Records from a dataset
=== Begin Enclosure ===

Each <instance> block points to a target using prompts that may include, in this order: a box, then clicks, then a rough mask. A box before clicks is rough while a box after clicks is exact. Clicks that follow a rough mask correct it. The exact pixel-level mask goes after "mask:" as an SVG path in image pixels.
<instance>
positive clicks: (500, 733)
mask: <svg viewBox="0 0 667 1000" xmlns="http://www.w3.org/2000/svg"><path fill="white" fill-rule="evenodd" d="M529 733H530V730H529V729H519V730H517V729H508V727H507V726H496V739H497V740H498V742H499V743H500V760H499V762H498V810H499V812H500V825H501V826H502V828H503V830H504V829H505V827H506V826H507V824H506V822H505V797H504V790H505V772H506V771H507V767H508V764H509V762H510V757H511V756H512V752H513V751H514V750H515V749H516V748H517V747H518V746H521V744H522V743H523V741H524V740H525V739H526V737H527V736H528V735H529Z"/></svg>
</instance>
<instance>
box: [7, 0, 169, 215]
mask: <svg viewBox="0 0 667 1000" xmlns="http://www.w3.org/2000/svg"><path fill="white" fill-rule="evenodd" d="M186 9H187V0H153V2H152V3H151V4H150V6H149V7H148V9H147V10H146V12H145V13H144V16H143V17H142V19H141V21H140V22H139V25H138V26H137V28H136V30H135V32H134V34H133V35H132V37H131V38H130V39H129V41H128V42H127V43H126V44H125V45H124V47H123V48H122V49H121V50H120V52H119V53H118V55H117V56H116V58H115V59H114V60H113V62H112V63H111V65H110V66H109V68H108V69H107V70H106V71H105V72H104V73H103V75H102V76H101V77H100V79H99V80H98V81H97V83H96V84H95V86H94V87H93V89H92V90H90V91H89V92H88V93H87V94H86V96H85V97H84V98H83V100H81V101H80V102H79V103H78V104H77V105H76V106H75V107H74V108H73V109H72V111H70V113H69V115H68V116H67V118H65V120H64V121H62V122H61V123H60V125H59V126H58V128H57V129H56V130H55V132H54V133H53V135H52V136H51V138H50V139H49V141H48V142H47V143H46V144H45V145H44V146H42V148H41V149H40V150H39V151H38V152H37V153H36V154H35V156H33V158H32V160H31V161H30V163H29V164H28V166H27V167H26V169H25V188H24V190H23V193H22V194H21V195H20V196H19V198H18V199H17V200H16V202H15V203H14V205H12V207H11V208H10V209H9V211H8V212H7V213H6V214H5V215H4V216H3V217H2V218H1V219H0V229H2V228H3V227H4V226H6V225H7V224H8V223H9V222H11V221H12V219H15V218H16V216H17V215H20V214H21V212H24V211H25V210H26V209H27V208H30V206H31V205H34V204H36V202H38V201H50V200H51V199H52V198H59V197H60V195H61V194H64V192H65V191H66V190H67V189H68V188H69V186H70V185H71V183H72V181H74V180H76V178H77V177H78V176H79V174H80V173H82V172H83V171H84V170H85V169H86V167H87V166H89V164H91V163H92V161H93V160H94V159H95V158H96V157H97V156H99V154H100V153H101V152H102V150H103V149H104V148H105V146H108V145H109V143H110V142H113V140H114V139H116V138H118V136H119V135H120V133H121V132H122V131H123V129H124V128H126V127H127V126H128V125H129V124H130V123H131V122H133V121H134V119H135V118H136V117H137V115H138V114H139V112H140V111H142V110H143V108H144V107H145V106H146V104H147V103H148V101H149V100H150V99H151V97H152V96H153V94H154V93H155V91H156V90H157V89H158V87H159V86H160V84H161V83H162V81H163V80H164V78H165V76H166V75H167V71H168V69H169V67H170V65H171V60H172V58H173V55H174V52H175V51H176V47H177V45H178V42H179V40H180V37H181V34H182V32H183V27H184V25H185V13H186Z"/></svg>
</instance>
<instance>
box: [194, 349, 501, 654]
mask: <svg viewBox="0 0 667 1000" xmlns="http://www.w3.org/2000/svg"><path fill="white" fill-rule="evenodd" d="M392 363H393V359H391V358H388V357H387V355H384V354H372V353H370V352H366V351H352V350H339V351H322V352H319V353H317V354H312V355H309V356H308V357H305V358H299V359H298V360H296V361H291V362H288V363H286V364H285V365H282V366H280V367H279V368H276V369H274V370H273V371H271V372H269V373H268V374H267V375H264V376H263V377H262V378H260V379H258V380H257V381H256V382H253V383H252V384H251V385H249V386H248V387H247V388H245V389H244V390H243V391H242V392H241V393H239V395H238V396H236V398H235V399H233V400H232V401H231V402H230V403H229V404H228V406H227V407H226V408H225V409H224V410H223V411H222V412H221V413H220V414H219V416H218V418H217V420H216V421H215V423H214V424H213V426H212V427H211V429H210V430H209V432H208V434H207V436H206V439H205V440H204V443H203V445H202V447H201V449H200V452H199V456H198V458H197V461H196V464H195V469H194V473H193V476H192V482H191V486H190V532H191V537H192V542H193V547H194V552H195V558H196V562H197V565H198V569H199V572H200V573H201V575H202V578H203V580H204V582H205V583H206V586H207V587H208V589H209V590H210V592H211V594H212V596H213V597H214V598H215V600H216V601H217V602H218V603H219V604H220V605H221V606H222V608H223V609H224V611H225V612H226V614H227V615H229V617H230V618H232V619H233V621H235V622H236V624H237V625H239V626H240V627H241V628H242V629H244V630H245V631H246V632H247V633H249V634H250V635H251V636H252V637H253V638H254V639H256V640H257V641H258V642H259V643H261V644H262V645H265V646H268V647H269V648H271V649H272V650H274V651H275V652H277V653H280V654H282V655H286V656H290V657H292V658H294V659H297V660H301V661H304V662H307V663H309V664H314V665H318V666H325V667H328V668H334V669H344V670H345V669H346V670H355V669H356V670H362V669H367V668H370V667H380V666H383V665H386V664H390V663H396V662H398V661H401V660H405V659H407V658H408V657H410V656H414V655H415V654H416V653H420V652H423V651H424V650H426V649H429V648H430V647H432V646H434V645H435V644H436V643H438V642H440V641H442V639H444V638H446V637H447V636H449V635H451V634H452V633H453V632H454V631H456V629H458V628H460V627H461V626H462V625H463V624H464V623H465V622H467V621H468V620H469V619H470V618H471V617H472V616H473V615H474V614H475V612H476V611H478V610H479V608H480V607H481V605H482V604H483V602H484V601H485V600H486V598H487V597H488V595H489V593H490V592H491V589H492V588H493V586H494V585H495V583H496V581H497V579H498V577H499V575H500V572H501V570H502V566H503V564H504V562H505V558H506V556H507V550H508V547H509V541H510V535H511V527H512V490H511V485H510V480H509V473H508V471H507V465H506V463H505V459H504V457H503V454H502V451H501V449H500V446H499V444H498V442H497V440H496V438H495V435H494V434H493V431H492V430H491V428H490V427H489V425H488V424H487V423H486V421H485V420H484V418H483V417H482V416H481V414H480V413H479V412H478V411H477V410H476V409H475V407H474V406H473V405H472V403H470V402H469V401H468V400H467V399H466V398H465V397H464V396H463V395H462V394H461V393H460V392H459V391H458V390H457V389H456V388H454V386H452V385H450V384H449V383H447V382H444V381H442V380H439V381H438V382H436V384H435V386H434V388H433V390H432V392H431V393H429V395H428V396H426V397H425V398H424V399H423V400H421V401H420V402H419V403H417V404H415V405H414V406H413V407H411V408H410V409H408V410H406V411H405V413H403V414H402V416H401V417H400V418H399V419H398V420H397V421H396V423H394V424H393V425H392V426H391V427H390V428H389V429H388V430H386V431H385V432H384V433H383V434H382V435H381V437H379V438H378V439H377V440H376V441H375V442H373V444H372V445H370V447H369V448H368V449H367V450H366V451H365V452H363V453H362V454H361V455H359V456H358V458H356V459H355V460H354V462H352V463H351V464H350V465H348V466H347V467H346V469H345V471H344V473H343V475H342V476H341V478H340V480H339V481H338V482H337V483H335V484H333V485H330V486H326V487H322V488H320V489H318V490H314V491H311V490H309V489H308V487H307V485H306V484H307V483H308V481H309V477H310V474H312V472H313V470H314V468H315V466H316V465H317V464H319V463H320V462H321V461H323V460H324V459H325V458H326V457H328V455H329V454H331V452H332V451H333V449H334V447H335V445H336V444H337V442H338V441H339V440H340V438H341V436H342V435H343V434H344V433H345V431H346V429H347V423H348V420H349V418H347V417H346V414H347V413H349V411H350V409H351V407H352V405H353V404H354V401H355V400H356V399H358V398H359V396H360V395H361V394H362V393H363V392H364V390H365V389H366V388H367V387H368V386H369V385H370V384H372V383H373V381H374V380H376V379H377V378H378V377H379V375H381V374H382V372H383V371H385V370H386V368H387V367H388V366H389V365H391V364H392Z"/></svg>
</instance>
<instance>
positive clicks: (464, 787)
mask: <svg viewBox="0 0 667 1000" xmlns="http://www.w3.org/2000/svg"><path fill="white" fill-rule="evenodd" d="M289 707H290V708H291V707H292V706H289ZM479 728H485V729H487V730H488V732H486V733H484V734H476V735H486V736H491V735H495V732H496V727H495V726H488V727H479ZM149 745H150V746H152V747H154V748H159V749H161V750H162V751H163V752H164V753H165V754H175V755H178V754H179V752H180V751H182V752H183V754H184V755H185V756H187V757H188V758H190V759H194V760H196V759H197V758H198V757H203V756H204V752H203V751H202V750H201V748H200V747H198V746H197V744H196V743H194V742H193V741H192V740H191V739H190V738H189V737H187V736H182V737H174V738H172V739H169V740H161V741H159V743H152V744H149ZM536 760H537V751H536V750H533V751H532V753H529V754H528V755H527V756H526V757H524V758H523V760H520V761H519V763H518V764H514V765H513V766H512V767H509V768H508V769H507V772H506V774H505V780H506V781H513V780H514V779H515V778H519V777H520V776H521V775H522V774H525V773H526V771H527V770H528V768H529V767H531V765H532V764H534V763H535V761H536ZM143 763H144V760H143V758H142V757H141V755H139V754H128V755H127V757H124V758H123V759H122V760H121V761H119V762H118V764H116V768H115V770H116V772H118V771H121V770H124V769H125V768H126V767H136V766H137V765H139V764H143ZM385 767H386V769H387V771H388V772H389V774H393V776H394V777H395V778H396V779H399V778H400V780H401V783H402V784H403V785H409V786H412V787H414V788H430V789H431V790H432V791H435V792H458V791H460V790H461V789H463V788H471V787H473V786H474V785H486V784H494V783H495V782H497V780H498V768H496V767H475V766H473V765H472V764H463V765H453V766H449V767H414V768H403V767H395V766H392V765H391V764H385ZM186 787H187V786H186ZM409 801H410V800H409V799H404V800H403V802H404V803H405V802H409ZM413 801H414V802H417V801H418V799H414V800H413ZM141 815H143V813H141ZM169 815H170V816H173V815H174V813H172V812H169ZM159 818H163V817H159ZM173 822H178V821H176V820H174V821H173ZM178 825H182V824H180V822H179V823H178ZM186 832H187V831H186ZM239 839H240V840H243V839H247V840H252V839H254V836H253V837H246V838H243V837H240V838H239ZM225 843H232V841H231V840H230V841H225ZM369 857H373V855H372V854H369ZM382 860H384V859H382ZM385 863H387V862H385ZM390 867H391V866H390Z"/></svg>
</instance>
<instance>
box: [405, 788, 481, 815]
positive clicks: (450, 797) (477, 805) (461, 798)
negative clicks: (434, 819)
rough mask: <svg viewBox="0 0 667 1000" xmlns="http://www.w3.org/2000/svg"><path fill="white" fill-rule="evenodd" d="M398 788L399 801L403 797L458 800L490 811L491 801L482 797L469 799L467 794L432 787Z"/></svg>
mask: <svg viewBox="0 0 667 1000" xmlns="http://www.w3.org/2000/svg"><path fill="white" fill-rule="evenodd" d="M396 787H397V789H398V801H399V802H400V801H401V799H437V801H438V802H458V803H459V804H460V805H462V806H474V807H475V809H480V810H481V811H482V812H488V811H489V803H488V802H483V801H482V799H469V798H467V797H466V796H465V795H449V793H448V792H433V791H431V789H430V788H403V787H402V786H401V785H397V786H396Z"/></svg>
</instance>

=== End Enclosure ===

■ **Try it**
Take the lines above from the one holding "negative clicks: (434, 819)" to the last and output them exactly.

■ **Answer to this problem**
negative clicks: (434, 819)
rough mask: <svg viewBox="0 0 667 1000" xmlns="http://www.w3.org/2000/svg"><path fill="white" fill-rule="evenodd" d="M398 788L399 801L403 797L458 800L490 811L491 801L482 797L469 799L467 794L432 787Z"/></svg>
mask: <svg viewBox="0 0 667 1000" xmlns="http://www.w3.org/2000/svg"><path fill="white" fill-rule="evenodd" d="M396 787H397V789H398V801H399V802H400V801H401V799H437V801H438V802H458V803H459V804H460V805H462V806H474V807H475V809H480V810H481V811H482V812H488V811H489V803H488V802H483V801H482V799H469V798H467V797H466V796H465V795H449V793H448V792H433V791H431V789H430V788H403V787H402V786H401V785H397V786H396Z"/></svg>
</instance>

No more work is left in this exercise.